▸ **Exercise details**: Locate every line in the items below that contains the word "silver", and copy each of those lines.
· · · ·
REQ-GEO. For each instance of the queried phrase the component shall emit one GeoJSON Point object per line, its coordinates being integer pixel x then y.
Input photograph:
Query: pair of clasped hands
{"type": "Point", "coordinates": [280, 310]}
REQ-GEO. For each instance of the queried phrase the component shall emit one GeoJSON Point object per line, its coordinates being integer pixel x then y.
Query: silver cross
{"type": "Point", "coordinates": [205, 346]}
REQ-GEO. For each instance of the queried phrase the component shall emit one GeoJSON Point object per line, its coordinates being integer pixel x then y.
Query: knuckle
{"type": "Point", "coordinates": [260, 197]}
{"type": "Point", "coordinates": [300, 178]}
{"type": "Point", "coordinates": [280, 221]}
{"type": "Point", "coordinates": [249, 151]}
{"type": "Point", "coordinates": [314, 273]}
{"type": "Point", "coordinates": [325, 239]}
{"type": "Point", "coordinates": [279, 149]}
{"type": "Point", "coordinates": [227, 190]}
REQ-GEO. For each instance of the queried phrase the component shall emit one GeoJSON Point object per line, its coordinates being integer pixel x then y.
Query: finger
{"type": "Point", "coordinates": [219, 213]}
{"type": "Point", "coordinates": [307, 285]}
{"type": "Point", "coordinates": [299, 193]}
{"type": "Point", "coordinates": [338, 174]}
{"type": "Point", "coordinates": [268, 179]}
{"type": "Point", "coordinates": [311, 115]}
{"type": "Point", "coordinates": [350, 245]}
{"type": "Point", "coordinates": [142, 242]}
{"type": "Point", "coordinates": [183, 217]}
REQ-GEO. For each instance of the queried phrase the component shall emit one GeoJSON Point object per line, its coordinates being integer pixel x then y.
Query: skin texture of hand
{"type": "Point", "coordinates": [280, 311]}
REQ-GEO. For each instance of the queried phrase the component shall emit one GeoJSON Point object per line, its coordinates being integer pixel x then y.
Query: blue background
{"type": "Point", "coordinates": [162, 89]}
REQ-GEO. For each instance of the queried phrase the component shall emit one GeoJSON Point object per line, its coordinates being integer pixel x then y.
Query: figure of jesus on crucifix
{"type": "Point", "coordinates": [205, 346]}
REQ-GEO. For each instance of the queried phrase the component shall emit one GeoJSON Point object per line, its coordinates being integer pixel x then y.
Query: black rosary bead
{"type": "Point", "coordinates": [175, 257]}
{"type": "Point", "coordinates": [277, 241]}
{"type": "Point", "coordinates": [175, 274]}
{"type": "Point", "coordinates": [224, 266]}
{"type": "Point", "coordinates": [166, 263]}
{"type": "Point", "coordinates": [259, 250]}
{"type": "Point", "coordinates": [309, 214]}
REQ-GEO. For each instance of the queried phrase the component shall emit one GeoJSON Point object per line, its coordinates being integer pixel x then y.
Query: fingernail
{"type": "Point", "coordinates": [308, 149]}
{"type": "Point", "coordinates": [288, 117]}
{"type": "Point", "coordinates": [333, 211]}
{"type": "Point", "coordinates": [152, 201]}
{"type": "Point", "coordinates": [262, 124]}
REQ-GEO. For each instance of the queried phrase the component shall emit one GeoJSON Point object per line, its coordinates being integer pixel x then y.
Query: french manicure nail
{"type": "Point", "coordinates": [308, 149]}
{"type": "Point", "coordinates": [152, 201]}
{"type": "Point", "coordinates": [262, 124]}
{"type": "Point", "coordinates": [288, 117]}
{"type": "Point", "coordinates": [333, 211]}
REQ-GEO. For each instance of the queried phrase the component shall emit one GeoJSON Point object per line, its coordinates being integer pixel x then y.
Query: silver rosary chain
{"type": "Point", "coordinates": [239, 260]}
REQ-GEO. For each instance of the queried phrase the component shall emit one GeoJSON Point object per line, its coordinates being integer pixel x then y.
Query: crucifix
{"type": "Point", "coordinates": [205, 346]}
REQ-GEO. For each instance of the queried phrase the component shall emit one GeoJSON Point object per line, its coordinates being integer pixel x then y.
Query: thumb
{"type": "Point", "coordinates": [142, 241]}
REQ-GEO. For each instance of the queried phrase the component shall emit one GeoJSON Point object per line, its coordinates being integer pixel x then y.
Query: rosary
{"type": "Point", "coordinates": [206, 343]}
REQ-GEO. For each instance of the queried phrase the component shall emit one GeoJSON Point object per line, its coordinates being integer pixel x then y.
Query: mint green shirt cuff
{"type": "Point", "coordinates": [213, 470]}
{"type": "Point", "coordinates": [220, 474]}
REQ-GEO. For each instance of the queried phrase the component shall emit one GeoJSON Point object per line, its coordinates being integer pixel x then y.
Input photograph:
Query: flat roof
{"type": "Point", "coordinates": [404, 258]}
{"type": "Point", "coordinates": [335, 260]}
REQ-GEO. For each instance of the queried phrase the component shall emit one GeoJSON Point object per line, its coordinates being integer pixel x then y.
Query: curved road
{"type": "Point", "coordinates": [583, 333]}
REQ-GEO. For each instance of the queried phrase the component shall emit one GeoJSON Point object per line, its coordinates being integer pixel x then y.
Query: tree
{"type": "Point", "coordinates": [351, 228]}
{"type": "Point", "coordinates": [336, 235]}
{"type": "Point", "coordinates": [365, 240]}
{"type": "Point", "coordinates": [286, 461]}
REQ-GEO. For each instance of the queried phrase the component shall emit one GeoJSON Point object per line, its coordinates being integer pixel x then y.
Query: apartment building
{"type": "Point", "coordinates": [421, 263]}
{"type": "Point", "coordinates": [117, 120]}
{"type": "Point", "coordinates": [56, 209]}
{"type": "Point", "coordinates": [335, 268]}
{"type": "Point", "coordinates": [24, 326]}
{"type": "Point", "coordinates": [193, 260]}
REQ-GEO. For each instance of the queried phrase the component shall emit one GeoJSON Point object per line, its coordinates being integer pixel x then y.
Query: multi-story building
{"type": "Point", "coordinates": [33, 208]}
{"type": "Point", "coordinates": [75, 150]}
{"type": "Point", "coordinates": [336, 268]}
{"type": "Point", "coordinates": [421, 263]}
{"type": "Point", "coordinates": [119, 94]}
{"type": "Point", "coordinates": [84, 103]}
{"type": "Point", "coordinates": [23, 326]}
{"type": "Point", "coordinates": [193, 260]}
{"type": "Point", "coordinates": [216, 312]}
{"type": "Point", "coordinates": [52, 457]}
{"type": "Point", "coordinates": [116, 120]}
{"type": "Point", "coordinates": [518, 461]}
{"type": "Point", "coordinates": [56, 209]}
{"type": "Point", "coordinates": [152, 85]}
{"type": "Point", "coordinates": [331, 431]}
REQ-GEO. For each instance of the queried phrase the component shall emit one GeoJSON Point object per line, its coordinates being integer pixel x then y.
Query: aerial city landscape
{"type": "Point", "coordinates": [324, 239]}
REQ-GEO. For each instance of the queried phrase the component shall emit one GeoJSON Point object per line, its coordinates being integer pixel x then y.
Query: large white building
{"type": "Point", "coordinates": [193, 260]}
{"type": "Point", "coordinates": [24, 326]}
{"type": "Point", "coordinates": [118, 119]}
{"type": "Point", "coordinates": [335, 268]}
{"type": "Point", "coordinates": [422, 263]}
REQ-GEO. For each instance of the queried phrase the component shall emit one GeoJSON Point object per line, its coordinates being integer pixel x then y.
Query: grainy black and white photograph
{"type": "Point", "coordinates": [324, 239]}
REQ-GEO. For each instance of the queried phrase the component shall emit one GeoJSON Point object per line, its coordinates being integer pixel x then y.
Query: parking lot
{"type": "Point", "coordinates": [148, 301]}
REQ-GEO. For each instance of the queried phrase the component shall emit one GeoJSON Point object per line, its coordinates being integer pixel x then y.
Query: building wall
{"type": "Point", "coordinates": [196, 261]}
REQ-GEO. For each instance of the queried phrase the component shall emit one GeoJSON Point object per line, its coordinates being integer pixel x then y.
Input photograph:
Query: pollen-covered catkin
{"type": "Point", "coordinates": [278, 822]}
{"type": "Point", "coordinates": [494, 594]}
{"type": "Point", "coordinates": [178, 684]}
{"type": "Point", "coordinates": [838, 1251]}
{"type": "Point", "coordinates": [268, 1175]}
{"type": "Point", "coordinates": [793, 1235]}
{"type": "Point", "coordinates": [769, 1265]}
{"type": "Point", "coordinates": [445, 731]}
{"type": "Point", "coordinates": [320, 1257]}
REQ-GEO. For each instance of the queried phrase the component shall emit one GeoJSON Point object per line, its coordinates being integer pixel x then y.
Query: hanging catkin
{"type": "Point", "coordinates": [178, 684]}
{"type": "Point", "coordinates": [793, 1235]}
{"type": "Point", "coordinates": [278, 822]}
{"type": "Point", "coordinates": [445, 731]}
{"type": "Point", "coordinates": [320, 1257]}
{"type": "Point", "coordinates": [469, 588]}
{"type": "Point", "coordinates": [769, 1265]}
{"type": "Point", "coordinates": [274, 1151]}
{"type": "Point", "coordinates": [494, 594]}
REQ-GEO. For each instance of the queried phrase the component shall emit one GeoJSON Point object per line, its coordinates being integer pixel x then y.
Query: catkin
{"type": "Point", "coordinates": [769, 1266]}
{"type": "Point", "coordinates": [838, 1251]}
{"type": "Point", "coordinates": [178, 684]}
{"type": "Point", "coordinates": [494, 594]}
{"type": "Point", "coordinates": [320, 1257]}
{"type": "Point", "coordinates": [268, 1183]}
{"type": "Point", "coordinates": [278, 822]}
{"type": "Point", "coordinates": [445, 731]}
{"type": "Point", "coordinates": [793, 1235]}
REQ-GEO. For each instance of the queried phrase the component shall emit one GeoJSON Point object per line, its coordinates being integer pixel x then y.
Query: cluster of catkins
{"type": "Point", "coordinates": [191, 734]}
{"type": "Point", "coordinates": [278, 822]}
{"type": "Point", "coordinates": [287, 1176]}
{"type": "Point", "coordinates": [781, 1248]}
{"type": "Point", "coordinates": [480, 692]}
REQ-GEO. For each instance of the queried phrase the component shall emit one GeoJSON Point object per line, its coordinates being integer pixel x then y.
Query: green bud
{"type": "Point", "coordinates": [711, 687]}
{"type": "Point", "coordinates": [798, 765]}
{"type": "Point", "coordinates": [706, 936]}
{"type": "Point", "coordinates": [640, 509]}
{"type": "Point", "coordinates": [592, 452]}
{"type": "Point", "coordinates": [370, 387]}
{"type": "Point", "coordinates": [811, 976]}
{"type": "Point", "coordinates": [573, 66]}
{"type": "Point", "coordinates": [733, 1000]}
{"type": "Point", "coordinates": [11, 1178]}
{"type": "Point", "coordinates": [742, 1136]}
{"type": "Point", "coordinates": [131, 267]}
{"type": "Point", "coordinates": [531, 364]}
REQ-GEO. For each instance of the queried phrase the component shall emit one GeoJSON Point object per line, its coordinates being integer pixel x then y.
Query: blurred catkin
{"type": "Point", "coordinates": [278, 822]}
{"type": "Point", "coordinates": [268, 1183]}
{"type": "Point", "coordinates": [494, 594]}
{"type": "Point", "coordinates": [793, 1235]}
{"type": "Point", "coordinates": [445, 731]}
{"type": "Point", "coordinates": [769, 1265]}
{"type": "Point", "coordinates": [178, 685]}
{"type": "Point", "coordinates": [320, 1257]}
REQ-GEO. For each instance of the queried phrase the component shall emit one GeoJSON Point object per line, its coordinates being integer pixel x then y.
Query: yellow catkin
· · · ·
▸ **Correct output**:
Query: silver cross
Query: silver rosary chain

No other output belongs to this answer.